» Sezione testo:

Acquedotto Pugliese ha affidato anche a Suez Italy la progettazione e la realizzazione di un dissalatore. Ma alcune associazioni protestano. Fatti e approfondimenti. L'articolo di Energia Oltre

Il dissalatore dell’Acquedotto Pugliese (AQP) a Taranto non risolverà i problemi idrici della Puglia. Anzi, rischia di portare la Regione alla bancarotta idrica. È l’accusa del Comitato per la difesa del territorio jonico, di cui fanno parte una quarantina di associazioni, che da tempo manifestano contro l’infrastruttura che renderà potabili le acque salmastre della sorgente del fiume Tara. Venerdì scorso gli attivisti hanno organizzato un sit-in davanti al municipio di Taranto per chiedere alla commissaria prefettizia, Giuliana Perrotta, di proseguire il ricorso al Tar contro il progetto del dissalatore, avviato dall’amministrazione uscente. Perché i cittadini dicono no al dissalatore?

» Dati forniti:

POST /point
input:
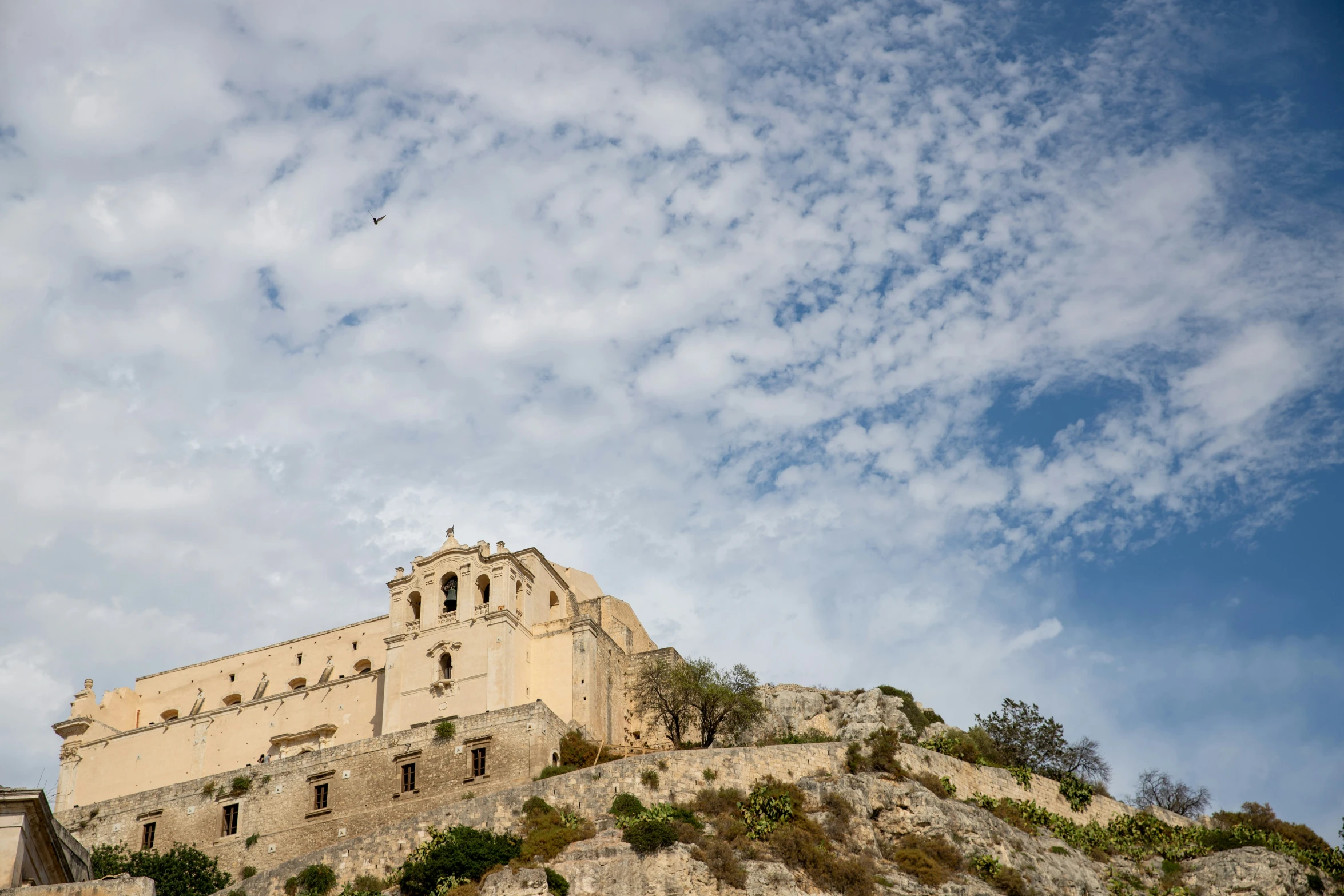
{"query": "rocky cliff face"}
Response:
(836, 714)
(888, 812)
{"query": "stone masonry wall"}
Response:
(363, 790)
(120, 886)
(590, 791)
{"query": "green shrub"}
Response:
(920, 719)
(1261, 817)
(627, 806)
(1143, 836)
(725, 801)
(956, 744)
(941, 787)
(839, 812)
(1077, 791)
(770, 805)
(884, 746)
(548, 831)
(1000, 876)
(647, 835)
(315, 880)
(183, 871)
(809, 736)
(463, 853)
(555, 883)
(580, 752)
(723, 863)
(369, 885)
(106, 860)
(801, 844)
(931, 860)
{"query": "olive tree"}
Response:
(1158, 789)
(699, 698)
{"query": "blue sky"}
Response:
(979, 348)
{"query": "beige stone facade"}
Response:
(508, 645)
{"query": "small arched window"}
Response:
(451, 593)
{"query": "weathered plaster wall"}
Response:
(369, 679)
(121, 886)
(363, 782)
(590, 791)
(216, 742)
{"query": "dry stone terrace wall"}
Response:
(363, 790)
(590, 791)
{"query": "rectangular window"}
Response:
(230, 820)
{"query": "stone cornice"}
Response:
(268, 647)
(487, 560)
(73, 727)
(320, 731)
(237, 707)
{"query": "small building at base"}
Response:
(261, 754)
(35, 849)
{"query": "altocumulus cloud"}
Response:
(715, 304)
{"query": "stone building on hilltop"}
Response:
(264, 754)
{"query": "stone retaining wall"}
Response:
(590, 791)
(118, 886)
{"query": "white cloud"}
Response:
(714, 302)
(1045, 632)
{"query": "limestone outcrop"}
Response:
(885, 813)
(838, 714)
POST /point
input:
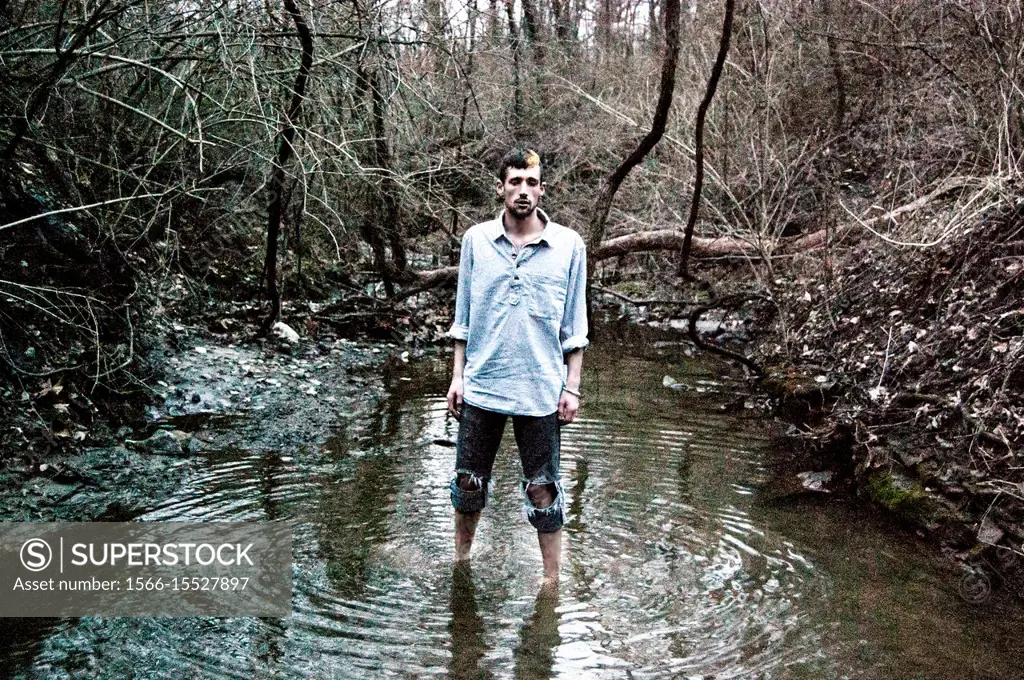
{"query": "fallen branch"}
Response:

» Esercizio scritto 1: Riporta alla lettera, dal testo sul dissalatore di Taranto, il passo che si apre con le parole contenenti "Acquedotto Pugliese ha" e si chiude con "no al dissalatore?".
» Esercizio scritto 2: Secondo il testo sul dissalatore di Taranto, dove hanno organizzato il sit-in gli attivisti venerdì scorso?

» Risultato esercizio 1:
Acquedotto Pugliese ha affidato anche a Suez Italy la progettazione e la realizzazione di un dissalatore. Ma alcune associazioni protestano. Fatti e approfondimenti. L'articolo di Energia Oltre

Il dissalatore dell’Acquedotto Pugliese (AQP) a Taranto non risolverà i problemi idrici della Puglia. Anzi, rischia di portare la Regione alla bancarotta idrica. È l’accusa del Comitato per la difesa del territorio jonico, di cui fanno parte una quarantina di associazioni, che da tempo manifestano contro l’infrastruttura che renderà potabili le acque salmastre della sorgente del fiume Tara. Venerdì scorso gli attivisti hanno organizzato un sit-in davanti al municipio di Taranto per chiedere alla commissaria prefettizia, Giuliana Perrotta, di proseguire il ricorso al Tar contro il progetto del dissalatore, avviato dall’amministrazione uscente. Perché i cittadini dicono no al dissalatore?

» Risultato esercizio 2: Davanti al municipio di Taranto.